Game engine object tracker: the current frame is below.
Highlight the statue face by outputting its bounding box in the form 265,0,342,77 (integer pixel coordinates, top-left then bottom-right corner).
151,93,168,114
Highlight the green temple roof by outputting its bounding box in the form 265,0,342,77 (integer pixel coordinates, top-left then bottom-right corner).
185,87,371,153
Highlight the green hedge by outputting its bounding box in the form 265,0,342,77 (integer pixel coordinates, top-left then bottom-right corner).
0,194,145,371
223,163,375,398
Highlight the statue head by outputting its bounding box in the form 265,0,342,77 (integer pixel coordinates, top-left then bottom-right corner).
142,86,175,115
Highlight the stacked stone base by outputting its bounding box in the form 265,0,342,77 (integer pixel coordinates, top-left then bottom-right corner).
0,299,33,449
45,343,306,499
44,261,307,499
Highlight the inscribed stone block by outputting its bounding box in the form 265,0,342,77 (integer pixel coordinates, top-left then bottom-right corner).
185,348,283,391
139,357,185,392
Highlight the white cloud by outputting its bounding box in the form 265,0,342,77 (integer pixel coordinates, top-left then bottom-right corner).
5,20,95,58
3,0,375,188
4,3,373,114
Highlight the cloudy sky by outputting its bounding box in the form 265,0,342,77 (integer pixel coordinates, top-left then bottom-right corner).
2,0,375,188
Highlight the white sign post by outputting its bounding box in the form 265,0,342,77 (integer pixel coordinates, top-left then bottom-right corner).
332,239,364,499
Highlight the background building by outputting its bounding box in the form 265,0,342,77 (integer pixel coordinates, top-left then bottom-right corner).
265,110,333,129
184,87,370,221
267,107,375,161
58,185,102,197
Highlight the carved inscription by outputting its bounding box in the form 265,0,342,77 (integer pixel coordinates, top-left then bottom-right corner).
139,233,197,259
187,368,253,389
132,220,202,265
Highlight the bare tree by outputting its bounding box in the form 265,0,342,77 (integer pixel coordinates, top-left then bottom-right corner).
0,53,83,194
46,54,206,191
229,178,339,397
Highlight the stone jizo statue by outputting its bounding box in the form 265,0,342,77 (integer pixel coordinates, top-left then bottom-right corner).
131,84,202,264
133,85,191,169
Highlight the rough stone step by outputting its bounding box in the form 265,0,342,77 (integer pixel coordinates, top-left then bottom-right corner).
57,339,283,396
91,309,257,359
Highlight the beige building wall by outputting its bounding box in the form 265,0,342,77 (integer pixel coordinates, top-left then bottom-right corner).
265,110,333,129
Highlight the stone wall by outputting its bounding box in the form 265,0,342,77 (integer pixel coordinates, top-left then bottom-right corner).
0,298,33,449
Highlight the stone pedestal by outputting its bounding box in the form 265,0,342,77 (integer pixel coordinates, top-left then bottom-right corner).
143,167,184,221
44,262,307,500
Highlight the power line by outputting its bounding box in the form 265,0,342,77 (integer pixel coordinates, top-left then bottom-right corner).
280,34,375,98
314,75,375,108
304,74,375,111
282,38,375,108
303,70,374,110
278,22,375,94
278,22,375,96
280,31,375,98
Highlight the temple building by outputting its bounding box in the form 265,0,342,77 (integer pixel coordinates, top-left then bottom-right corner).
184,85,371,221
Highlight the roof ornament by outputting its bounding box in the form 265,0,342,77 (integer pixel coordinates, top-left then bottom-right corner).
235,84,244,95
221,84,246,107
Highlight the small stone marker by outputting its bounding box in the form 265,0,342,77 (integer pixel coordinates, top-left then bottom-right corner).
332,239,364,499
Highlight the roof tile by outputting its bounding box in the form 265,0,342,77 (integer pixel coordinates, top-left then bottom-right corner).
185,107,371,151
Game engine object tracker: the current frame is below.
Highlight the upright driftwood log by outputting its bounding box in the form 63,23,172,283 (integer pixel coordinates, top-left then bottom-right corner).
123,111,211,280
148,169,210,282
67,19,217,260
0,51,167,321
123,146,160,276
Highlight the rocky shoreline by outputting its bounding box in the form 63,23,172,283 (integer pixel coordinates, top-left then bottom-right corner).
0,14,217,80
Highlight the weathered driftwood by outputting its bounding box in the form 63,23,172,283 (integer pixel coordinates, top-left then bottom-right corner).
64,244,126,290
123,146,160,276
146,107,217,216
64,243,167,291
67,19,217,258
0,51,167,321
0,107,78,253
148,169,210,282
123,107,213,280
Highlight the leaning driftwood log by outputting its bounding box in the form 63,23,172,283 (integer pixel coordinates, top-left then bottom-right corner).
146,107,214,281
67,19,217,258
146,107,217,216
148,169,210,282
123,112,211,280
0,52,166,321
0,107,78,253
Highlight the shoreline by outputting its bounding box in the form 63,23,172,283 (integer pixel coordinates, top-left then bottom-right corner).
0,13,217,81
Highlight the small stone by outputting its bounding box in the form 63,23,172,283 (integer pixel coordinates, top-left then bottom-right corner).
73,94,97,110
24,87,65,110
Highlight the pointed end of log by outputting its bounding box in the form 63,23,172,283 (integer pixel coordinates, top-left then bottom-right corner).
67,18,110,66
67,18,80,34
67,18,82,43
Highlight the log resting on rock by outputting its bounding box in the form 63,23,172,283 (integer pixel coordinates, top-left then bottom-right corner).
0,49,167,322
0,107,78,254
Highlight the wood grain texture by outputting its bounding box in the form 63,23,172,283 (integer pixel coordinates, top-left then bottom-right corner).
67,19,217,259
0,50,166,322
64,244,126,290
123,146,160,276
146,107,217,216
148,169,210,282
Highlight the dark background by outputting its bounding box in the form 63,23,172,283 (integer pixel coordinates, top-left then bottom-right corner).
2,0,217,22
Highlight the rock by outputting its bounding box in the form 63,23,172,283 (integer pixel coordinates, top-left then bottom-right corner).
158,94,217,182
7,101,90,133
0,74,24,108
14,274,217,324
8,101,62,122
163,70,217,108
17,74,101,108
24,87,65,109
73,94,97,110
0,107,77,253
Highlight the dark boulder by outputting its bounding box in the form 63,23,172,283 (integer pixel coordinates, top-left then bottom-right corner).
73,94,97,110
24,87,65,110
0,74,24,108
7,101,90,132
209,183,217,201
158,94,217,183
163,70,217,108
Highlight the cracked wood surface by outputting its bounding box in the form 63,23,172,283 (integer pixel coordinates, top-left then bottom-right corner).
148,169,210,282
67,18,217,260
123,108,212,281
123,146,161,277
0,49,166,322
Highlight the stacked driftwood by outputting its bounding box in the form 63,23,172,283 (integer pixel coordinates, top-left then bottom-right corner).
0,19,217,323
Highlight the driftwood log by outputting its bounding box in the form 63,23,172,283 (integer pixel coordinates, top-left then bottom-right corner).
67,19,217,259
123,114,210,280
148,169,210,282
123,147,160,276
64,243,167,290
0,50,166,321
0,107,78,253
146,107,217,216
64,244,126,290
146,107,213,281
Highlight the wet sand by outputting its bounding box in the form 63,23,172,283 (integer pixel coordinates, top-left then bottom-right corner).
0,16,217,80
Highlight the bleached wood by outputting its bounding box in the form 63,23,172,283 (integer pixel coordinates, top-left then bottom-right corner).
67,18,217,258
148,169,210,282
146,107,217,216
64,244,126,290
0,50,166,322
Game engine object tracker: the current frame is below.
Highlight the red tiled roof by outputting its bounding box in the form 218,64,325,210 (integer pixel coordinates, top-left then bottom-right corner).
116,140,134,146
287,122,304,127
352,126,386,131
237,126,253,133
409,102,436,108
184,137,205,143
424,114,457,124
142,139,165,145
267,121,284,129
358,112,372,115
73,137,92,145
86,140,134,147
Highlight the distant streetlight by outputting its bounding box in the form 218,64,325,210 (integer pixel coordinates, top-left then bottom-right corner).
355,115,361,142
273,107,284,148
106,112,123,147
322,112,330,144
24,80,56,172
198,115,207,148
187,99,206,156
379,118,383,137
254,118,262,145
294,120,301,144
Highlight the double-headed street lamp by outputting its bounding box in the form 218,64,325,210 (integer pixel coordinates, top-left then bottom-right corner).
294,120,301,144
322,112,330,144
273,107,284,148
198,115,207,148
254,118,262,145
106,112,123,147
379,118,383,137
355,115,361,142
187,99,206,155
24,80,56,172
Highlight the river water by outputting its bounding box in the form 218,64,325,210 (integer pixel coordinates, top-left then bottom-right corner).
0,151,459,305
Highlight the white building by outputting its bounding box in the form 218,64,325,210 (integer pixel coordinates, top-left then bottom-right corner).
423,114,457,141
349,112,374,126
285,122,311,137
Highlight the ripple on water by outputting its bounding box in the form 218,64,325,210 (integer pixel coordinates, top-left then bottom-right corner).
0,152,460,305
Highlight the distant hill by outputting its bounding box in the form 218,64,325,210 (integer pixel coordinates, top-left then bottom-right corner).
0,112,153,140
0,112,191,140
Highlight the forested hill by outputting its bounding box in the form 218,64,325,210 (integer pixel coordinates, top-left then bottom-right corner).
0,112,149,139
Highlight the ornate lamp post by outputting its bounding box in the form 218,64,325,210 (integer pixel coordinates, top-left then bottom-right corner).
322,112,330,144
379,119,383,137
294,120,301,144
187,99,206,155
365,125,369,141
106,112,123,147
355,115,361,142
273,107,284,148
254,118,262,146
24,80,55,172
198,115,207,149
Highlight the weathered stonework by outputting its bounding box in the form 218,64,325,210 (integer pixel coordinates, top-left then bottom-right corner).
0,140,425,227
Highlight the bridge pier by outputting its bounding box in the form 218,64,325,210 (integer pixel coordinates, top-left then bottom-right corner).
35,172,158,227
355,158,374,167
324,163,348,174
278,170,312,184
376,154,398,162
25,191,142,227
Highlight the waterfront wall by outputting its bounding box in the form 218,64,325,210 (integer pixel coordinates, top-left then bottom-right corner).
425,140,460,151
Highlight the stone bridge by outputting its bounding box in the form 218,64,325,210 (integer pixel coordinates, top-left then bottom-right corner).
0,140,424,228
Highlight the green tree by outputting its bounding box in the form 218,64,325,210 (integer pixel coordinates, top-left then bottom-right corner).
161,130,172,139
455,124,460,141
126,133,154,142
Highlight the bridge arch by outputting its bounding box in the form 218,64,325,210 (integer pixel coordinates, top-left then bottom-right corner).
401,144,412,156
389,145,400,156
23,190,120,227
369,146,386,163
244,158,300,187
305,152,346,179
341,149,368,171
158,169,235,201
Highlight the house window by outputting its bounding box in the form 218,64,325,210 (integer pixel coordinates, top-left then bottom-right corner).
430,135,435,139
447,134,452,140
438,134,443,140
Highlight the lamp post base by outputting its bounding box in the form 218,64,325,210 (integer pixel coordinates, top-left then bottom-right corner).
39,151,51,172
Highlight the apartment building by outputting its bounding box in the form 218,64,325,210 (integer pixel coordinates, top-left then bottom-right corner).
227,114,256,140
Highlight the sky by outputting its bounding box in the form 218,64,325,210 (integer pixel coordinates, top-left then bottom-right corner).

* * * *

> **What you are asked to do**
What needs duplicating is the run of lines from the one containing "Highlight the apartment" through the last line of the entries above, exact and complete.

> **Task answer**
Highlight the apartment building by outputting its bounding box in the form 218,64,325,210 (integer pixel coordinates, top-left then bottom-right corner).
227,114,256,140
Highlight the sky by outputting its bounding box in the form 218,64,325,210 (integer pixel coordinates, top-left then bottom-right corner).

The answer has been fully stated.